— START —

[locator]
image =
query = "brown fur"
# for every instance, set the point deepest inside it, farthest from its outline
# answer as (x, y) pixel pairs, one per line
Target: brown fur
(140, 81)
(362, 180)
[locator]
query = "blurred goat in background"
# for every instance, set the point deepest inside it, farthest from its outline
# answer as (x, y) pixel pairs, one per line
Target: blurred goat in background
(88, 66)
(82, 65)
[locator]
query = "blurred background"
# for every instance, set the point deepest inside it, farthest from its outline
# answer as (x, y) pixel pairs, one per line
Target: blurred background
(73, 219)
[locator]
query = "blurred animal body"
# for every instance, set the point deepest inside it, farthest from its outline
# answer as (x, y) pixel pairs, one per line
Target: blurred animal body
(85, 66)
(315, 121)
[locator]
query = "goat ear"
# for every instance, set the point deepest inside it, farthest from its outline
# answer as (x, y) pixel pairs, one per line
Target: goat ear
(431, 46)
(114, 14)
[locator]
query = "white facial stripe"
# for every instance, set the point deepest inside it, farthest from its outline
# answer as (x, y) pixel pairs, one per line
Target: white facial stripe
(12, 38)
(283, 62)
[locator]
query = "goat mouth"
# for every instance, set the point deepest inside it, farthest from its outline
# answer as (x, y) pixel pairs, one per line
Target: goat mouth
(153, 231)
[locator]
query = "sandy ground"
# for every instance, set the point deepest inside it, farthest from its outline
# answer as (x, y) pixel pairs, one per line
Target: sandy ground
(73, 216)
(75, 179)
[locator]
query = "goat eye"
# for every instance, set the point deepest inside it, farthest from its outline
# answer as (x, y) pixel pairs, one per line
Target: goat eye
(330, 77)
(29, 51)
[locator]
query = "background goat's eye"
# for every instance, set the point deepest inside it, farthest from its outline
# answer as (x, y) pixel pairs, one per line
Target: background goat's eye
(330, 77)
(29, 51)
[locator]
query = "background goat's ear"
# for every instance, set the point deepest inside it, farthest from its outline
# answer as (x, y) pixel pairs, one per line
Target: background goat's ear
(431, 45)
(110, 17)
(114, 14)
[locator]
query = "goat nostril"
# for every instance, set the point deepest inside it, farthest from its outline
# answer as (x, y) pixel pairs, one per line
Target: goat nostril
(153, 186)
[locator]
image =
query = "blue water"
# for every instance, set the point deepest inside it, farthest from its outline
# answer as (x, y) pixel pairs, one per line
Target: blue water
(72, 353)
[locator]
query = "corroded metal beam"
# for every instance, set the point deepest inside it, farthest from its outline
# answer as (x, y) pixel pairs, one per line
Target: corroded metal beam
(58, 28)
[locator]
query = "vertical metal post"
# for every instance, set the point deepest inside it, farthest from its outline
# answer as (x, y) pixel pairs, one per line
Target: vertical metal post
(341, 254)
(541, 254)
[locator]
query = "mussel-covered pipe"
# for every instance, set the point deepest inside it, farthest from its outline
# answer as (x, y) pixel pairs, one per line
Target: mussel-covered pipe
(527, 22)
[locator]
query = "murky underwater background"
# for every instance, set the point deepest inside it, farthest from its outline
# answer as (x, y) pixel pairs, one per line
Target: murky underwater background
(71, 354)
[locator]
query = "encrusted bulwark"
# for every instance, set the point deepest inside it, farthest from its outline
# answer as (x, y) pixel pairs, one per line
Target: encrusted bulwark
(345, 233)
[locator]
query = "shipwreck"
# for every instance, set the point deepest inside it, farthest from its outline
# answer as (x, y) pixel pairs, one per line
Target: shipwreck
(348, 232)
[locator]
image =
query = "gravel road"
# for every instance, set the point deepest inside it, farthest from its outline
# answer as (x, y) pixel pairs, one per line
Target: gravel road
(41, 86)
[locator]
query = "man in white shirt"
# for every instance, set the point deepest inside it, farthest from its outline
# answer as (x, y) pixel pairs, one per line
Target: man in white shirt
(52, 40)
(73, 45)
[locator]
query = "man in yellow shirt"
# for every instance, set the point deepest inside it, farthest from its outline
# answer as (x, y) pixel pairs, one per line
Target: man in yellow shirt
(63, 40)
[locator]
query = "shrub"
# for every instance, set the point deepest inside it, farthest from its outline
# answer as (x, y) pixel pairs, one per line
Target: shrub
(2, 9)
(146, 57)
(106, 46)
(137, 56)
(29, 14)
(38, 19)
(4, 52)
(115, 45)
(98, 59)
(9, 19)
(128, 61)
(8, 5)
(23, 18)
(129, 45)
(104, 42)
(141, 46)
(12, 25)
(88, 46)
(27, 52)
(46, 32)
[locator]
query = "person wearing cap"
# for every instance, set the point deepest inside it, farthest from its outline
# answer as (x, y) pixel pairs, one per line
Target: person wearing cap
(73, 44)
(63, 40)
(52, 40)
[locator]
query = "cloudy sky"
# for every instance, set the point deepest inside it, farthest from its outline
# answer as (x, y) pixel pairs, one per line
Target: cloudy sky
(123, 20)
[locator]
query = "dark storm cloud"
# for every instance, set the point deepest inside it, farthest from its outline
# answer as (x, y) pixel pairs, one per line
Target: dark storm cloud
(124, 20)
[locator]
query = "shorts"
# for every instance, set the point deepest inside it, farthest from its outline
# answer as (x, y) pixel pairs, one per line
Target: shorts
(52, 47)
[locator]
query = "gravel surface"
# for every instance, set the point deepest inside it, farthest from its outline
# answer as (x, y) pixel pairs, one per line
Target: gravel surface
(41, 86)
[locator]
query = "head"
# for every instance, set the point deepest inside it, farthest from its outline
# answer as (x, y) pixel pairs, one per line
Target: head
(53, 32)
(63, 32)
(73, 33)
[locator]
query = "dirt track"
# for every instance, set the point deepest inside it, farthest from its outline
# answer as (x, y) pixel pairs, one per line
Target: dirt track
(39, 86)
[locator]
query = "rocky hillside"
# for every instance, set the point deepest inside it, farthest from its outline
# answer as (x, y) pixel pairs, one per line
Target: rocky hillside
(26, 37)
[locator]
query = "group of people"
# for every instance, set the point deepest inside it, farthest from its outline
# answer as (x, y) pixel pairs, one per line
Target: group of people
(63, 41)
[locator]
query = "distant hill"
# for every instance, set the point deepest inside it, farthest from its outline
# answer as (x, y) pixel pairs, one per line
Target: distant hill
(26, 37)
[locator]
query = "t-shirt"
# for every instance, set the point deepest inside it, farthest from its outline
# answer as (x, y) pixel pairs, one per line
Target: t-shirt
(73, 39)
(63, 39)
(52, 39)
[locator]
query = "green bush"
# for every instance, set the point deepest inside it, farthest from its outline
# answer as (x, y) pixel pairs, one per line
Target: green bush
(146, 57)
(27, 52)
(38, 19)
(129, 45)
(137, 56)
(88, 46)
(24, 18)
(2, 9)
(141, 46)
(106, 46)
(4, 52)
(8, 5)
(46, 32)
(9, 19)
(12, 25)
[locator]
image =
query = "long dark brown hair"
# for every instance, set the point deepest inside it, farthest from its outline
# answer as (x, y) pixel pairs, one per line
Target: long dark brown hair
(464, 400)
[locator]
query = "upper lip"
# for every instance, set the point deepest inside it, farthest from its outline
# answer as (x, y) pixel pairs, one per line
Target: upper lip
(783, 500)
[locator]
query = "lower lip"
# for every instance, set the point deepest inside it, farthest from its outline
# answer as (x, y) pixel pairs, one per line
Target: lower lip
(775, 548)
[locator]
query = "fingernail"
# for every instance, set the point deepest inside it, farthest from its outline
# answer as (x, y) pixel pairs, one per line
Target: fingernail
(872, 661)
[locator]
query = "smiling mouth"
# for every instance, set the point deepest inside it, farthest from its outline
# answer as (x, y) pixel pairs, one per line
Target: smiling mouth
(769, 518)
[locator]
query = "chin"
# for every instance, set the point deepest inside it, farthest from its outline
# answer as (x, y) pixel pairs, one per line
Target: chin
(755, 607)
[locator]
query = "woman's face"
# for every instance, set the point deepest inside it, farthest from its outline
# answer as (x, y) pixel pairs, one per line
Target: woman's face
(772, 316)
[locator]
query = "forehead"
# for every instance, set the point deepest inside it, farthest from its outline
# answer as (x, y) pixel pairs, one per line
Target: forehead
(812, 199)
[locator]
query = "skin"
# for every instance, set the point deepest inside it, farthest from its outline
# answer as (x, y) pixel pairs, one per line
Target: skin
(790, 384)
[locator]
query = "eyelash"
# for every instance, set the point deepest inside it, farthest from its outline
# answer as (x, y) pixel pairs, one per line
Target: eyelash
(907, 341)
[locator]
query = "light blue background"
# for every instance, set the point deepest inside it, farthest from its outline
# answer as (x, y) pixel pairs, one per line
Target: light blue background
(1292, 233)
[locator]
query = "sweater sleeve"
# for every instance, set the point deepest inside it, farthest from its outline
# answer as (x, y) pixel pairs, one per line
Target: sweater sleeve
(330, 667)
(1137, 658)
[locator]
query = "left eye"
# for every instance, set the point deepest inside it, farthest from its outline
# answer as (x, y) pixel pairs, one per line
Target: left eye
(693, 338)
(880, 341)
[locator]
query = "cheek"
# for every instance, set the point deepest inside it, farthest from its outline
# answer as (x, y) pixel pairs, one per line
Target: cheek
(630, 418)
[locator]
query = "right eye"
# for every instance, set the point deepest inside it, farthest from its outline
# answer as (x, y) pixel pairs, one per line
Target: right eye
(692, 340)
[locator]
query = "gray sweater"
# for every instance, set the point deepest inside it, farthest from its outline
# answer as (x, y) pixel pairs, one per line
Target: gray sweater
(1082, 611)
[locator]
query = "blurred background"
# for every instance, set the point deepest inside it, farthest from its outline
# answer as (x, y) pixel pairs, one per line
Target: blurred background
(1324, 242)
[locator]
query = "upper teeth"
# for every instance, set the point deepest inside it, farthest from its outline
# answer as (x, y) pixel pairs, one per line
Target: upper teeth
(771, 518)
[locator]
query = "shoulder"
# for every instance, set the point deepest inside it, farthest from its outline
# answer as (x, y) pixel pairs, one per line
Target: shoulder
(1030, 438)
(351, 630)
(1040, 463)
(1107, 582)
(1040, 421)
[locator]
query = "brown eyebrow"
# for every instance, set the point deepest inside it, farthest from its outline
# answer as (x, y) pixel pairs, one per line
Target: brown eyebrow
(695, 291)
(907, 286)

— END —

#### [Task directions]
Collect every line of the data above that contains the word "long".

#### [Full response]
query = "long dark brown hair"
Target: long dark brown hair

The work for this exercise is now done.